▶ _Page_:
*****

SELECTING A COMPRESSION TECHINQUE

The selection of an appropriate compression technique for a specific


application can be daunting task, due in part to wide range of basic
approaches. Compounding the problem is the existence of many subtle
variations on the same theme (such as incorporating adaptivity in
different ways), resulting in seemingly similar algorithms that can
perform quite different on the application. Similarly, evaluating the
claims of a novel technique can be difficult, since the true advantages and
disadvantages may not be immediately apparent.

In general, the usefulness of a particular algorithm is heavily


dependent on the application requirements. An obvious example is
whether lossless or lossy compression is needed. As another example, a
storage application might require a constant image quality and a simple
decoder structure (at the possible expense of a more complex encoder),
while a transmission application might strive for a fixed compression
ratio (at the expense of a varying image quality) and encoder/decoder
symmetry. The following is a list of factors, by no means exhaustive, that
can be consulted as a general guide in the process of evaluating and
selecting an appropriate technique.

*****

(Location labeling records)
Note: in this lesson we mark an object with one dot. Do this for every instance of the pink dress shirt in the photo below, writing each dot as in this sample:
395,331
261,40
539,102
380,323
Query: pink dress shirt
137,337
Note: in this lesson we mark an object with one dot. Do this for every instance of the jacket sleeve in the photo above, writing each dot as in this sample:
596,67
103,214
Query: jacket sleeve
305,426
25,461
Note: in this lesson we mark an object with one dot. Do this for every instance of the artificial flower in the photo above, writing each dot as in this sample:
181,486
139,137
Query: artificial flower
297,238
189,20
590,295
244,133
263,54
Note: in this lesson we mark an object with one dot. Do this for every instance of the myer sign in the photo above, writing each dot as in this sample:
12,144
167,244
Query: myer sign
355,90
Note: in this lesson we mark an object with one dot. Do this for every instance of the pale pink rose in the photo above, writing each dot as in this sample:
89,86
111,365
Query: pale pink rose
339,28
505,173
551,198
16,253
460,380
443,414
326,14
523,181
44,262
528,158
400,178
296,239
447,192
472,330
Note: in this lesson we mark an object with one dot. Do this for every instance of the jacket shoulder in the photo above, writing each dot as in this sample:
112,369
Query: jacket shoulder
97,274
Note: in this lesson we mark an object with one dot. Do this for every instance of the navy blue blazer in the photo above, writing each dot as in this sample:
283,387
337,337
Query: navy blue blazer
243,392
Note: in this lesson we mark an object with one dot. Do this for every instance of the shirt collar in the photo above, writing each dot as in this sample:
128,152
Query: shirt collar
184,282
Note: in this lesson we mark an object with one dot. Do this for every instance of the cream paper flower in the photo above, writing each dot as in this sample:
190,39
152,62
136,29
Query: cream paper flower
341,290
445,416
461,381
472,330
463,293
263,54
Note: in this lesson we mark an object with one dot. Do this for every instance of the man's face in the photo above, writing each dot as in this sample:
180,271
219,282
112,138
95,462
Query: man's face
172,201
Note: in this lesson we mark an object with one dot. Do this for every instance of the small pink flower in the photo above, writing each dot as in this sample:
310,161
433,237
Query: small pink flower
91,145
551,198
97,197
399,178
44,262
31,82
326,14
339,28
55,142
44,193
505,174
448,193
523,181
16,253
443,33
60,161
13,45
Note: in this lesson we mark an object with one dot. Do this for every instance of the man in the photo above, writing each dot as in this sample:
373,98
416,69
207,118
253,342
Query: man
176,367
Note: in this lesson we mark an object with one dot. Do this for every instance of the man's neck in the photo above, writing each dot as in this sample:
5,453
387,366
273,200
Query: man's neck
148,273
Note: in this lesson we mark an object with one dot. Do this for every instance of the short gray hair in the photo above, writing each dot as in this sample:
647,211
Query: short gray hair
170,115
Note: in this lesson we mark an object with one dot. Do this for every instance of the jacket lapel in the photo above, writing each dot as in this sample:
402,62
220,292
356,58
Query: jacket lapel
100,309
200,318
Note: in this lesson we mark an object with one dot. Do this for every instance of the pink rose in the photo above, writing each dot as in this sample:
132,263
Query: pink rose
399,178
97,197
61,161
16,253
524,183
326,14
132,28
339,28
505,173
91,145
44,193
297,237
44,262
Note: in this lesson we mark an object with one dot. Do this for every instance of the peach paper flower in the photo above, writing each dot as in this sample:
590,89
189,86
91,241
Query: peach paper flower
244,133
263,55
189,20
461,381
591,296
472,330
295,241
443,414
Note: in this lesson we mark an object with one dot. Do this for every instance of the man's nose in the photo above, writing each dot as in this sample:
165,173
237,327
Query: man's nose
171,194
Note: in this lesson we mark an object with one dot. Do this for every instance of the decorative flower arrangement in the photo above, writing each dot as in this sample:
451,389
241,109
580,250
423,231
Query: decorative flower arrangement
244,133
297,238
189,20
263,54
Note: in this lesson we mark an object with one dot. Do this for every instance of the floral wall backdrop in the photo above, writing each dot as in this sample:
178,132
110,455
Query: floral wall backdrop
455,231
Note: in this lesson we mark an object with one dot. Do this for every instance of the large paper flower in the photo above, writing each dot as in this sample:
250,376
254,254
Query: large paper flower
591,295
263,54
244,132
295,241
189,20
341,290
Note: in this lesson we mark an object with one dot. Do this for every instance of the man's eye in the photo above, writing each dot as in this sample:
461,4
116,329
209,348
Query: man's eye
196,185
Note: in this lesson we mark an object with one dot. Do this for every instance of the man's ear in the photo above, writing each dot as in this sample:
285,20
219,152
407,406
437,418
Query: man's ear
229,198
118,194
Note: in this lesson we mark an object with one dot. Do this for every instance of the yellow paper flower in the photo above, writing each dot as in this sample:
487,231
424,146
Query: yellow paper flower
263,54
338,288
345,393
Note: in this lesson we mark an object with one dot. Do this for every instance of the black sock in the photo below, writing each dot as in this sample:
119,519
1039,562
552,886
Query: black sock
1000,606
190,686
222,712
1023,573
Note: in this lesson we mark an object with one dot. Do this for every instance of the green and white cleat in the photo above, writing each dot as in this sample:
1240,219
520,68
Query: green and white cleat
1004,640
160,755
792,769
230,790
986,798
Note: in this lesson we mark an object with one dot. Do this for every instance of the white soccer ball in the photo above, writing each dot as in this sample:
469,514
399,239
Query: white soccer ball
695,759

*****

▶ _Given task_: Write what comes next in the passage on choosing a compression technique, starting after its last sentence.

▶ _Result for this exercise_:
1. Sensitivity to input images types. Input image characteristics such as
bit depth, resolution, noise, spatial frequency content, pixel-to-pixel
correlation, and other image statistics may all affect the performance
and thus the choice of an algorithm. Also, some compression schemes
may require parameter tuning to obtain good performance with a
given class of images, and performance can degrade significantly if
other types of input images are allowed.
2. Operational bit rate. In some applications the priority is to achieve a
very high degree of compression even at the cost of low image
quality. In contrast, other applications may require a high degree of
image quality that can only be achieved at modest compression ratios.
In general there is certain range of output bit rates for which an
algorithm is most efficient. Furthermore, some algorithms cannot
inherently be operated below a certain bit rates. It is also desirable to
have the ability to optimally and easily trade off the bit rate for the
reconstructed image quality by adjusting a small set of compression
parameters (which usually control the degree of quantization).
However, some schemes can operate at only a few specific bit rates
(or even just one bit rate) and require a redesign of the system to
achieve other bit rates.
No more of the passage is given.